* What needs to be done *
Please copy the material word for word, from its first line through the line containing "x=177, y=92", with both ends included. Leave the pictures out of your copy.

* Listed entries *
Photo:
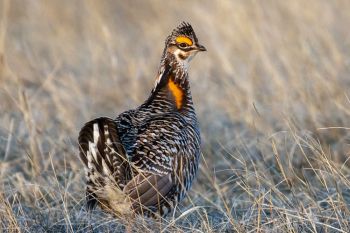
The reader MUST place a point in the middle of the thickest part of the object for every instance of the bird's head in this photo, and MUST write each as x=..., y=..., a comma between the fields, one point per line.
x=183, y=44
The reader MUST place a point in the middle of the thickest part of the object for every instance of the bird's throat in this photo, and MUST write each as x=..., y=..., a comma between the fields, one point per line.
x=177, y=92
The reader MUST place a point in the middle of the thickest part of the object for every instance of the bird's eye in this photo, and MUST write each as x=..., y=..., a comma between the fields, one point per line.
x=183, y=45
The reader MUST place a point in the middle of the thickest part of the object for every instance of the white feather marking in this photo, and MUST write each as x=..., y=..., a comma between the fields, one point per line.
x=92, y=150
x=96, y=133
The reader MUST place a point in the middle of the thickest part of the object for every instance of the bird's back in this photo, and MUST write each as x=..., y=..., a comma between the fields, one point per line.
x=145, y=160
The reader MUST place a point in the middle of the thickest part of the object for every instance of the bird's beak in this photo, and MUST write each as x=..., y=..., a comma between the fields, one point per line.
x=201, y=48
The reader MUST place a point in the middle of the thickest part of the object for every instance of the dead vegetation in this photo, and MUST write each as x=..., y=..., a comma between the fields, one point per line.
x=271, y=93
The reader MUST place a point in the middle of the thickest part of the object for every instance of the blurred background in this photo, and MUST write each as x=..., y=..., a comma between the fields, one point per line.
x=271, y=94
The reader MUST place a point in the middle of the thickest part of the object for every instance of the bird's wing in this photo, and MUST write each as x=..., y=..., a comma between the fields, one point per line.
x=103, y=155
x=155, y=151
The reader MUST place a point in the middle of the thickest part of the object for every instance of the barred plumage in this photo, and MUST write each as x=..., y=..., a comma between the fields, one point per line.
x=145, y=160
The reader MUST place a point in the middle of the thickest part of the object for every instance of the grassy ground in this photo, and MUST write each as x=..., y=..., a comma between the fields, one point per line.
x=272, y=97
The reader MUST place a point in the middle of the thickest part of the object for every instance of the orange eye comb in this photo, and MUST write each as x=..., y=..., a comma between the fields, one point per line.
x=184, y=39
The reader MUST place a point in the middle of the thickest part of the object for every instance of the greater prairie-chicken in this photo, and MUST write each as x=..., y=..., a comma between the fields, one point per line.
x=145, y=160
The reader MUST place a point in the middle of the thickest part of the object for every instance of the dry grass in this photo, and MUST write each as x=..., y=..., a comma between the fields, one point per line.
x=272, y=96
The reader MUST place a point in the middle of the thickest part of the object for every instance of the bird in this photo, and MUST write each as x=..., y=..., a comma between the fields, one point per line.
x=144, y=161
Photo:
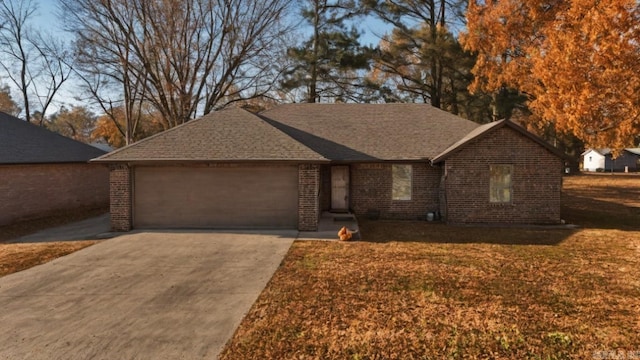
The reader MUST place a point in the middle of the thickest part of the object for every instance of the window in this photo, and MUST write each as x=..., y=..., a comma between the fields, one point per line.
x=500, y=183
x=401, y=189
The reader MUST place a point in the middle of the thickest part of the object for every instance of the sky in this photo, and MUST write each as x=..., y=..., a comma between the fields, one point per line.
x=48, y=17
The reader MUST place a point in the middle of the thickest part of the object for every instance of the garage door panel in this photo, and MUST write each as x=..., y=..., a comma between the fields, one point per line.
x=243, y=197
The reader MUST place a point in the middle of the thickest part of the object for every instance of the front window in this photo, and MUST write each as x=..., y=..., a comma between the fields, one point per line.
x=401, y=189
x=500, y=183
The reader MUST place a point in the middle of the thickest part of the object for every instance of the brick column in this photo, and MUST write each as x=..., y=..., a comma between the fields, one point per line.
x=308, y=197
x=120, y=195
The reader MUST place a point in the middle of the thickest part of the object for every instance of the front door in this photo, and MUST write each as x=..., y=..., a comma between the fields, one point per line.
x=340, y=188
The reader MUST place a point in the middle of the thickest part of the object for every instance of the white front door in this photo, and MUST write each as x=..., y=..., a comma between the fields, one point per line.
x=339, y=187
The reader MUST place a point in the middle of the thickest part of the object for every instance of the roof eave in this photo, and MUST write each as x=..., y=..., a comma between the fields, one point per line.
x=444, y=155
x=201, y=161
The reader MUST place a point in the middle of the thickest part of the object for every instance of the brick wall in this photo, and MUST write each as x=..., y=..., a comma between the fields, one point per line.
x=39, y=190
x=308, y=197
x=325, y=187
x=371, y=186
x=536, y=181
x=121, y=196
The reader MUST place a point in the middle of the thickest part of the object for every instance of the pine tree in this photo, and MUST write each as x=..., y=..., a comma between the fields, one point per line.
x=327, y=64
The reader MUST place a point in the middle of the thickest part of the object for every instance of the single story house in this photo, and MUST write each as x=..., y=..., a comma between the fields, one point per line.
x=283, y=167
x=602, y=160
x=42, y=172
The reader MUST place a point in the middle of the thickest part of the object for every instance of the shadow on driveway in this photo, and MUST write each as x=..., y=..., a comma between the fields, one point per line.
x=155, y=295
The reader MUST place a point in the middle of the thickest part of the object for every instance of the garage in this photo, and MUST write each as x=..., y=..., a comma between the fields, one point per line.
x=233, y=197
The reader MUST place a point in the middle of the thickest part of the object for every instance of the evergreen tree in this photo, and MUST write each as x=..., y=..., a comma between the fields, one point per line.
x=329, y=64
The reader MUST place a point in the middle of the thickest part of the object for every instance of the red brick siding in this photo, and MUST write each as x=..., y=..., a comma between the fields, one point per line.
x=308, y=197
x=536, y=181
x=121, y=196
x=371, y=190
x=325, y=187
x=33, y=191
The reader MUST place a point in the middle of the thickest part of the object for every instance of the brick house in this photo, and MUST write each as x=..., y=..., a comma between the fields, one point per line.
x=42, y=172
x=283, y=167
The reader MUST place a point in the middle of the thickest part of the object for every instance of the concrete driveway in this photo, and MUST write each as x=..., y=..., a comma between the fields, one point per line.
x=151, y=295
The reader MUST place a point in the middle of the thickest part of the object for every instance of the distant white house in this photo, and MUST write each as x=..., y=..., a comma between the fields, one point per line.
x=594, y=159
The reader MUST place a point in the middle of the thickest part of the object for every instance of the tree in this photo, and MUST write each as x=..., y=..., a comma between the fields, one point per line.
x=110, y=131
x=421, y=60
x=419, y=48
x=181, y=57
x=32, y=61
x=76, y=123
x=576, y=61
x=7, y=104
x=327, y=64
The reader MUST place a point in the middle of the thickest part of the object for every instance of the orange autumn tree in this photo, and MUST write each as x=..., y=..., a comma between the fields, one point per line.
x=577, y=61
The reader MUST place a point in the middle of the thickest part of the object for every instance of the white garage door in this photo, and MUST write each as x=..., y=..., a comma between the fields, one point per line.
x=209, y=197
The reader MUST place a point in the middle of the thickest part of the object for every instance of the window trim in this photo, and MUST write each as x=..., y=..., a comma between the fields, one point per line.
x=500, y=187
x=394, y=183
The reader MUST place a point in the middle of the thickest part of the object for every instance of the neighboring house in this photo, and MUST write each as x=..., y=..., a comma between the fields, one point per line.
x=42, y=172
x=602, y=160
x=283, y=167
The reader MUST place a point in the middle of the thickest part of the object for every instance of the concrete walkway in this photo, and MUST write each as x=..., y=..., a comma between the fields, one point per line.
x=151, y=295
x=93, y=228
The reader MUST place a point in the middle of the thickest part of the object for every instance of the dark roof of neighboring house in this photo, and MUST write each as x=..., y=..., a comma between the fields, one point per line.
x=364, y=132
x=307, y=132
x=224, y=135
x=487, y=128
x=25, y=143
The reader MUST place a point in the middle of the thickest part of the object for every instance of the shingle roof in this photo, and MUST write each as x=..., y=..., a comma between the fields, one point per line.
x=24, y=143
x=361, y=132
x=607, y=151
x=224, y=135
x=486, y=128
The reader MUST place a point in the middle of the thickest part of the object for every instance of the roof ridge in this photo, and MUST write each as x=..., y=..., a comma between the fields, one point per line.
x=269, y=121
x=168, y=131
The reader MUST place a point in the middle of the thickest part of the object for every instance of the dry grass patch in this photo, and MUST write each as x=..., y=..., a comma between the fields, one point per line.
x=416, y=290
x=18, y=257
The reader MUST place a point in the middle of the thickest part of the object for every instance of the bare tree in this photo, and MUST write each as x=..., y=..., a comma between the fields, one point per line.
x=184, y=57
x=33, y=62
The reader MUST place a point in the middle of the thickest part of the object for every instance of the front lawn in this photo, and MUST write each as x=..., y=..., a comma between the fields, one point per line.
x=418, y=290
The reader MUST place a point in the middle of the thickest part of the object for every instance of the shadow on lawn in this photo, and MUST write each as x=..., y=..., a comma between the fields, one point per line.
x=433, y=232
x=590, y=213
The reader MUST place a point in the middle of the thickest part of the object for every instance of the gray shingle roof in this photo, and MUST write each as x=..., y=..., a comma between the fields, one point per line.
x=486, y=128
x=361, y=132
x=25, y=143
x=306, y=132
x=224, y=135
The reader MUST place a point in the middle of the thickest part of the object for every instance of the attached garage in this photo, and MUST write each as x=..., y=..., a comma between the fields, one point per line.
x=229, y=197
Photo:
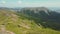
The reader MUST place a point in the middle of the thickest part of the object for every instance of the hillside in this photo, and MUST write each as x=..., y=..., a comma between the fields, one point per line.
x=12, y=22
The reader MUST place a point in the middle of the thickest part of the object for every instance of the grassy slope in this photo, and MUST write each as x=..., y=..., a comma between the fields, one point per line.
x=18, y=25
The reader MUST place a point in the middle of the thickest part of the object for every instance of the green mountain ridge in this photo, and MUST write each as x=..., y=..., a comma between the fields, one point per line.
x=22, y=23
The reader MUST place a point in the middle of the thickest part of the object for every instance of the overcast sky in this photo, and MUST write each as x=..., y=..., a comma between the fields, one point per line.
x=29, y=3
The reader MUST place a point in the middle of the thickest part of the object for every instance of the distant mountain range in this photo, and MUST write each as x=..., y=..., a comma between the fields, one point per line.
x=30, y=20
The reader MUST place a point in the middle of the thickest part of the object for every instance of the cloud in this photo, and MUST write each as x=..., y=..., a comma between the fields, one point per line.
x=3, y=2
x=19, y=2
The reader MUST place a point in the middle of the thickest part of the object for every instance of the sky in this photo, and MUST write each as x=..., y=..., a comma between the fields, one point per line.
x=29, y=3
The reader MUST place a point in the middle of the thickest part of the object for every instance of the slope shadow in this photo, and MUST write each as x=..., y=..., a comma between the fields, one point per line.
x=49, y=21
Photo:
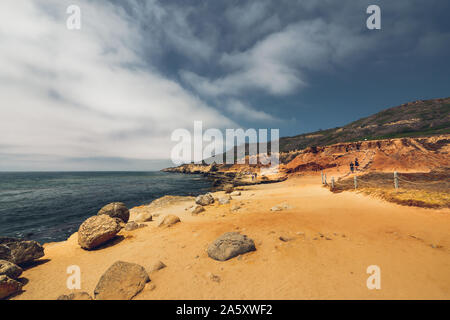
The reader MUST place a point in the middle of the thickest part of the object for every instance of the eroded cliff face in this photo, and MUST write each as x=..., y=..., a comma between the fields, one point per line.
x=403, y=155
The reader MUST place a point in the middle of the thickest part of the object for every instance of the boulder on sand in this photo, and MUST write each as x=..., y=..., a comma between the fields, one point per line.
x=21, y=251
x=230, y=245
x=130, y=226
x=122, y=281
x=75, y=296
x=144, y=217
x=10, y=269
x=116, y=210
x=169, y=220
x=204, y=199
x=8, y=286
x=97, y=230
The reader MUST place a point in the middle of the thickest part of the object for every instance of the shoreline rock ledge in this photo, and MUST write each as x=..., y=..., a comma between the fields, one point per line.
x=20, y=251
x=116, y=210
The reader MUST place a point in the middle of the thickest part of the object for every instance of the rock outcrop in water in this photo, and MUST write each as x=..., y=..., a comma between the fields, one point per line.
x=10, y=269
x=20, y=251
x=116, y=210
x=9, y=286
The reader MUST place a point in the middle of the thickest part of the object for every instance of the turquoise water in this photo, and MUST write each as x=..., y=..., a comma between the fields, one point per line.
x=51, y=206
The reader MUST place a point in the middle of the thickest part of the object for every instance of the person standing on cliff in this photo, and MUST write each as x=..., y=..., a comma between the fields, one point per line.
x=356, y=164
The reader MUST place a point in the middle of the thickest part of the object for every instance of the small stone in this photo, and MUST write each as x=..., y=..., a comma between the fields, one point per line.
x=235, y=207
x=157, y=266
x=116, y=210
x=213, y=277
x=197, y=209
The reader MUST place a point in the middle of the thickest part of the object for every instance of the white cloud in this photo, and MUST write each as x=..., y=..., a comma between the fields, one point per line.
x=242, y=110
x=278, y=63
x=86, y=93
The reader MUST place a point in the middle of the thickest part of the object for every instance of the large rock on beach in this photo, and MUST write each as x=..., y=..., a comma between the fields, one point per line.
x=230, y=245
x=122, y=281
x=116, y=210
x=97, y=230
x=10, y=269
x=9, y=286
x=21, y=251
x=204, y=199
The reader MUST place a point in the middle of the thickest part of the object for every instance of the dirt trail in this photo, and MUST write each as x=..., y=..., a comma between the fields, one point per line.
x=363, y=231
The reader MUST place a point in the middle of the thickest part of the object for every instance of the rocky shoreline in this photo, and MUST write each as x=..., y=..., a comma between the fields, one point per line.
x=225, y=175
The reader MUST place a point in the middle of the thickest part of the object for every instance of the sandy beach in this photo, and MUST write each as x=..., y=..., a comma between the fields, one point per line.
x=329, y=241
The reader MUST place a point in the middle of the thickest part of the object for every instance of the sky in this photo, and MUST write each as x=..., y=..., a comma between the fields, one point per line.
x=109, y=95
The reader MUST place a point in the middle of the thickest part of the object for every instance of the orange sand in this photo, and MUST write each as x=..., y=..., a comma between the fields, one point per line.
x=363, y=231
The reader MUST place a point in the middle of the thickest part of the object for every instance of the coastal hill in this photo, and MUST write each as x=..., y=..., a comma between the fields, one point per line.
x=411, y=137
x=420, y=118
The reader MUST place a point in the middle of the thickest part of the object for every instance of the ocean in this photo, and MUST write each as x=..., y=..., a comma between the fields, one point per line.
x=50, y=206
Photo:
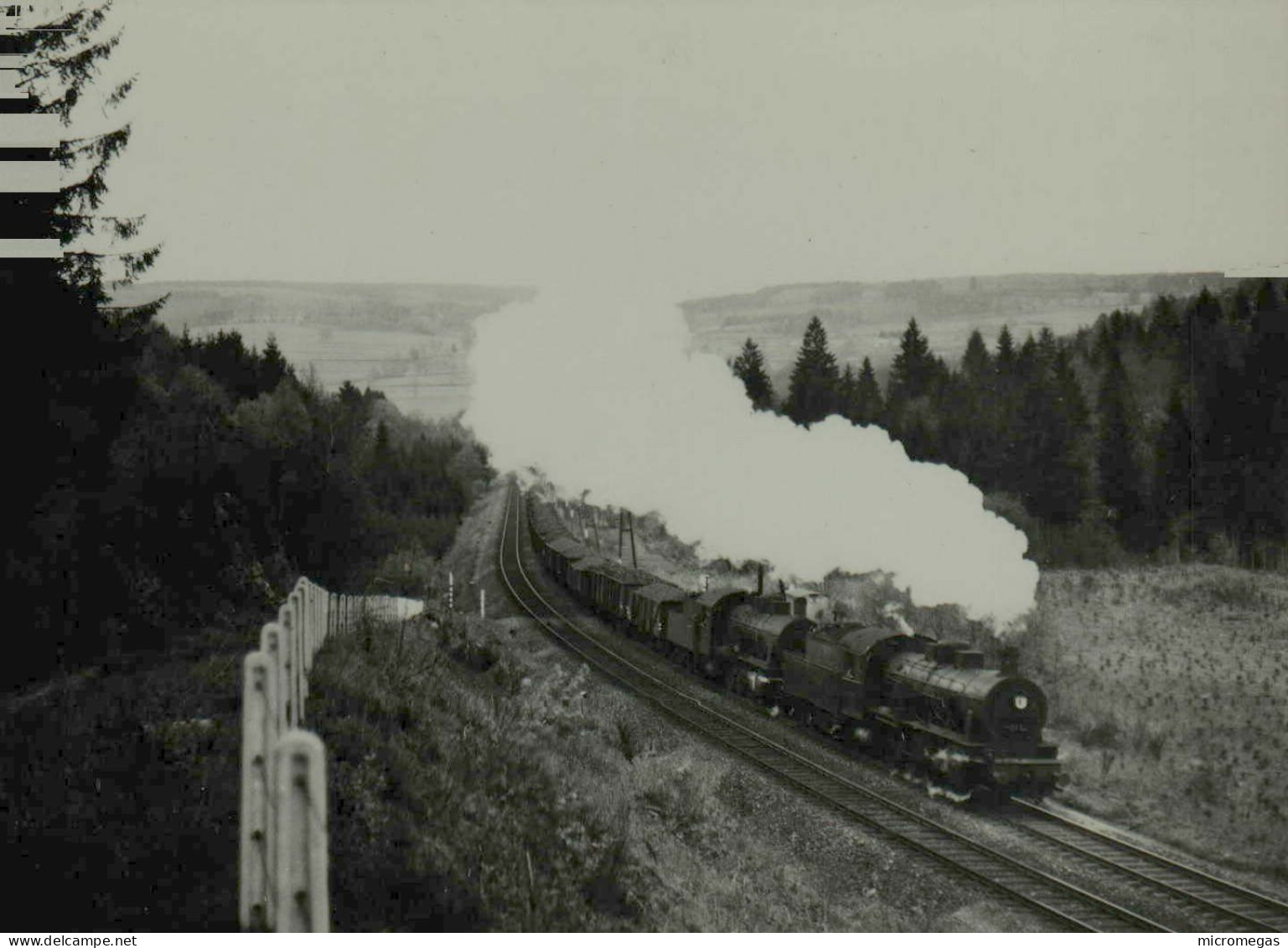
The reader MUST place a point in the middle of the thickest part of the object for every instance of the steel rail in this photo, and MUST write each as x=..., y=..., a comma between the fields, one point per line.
x=1230, y=906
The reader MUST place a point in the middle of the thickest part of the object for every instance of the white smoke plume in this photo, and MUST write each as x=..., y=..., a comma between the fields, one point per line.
x=607, y=394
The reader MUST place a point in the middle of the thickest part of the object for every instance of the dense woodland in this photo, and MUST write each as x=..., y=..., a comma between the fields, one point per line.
x=1156, y=433
x=160, y=484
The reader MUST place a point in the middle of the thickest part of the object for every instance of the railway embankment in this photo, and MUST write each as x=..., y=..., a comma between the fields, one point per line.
x=482, y=778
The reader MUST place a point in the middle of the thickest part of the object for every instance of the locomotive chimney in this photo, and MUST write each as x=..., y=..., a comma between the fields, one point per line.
x=1010, y=660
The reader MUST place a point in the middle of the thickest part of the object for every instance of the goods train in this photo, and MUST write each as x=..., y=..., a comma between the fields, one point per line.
x=909, y=698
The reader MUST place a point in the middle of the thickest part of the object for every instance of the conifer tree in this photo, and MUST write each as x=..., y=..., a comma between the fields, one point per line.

* Expected answer *
Photo:
The reader MUST place a point in the middle of the thickest part of the object for every instance of the bird's head in this photo, and MUST write each as x=..., y=..., a comma between the fields, one point per line.
x=183, y=44
The reader MUST place a point in the middle of the thickest part of the object for every instance of the bird's throat in this photo, and MUST write each as x=..., y=..., a comma between the fields, one point per line.
x=177, y=92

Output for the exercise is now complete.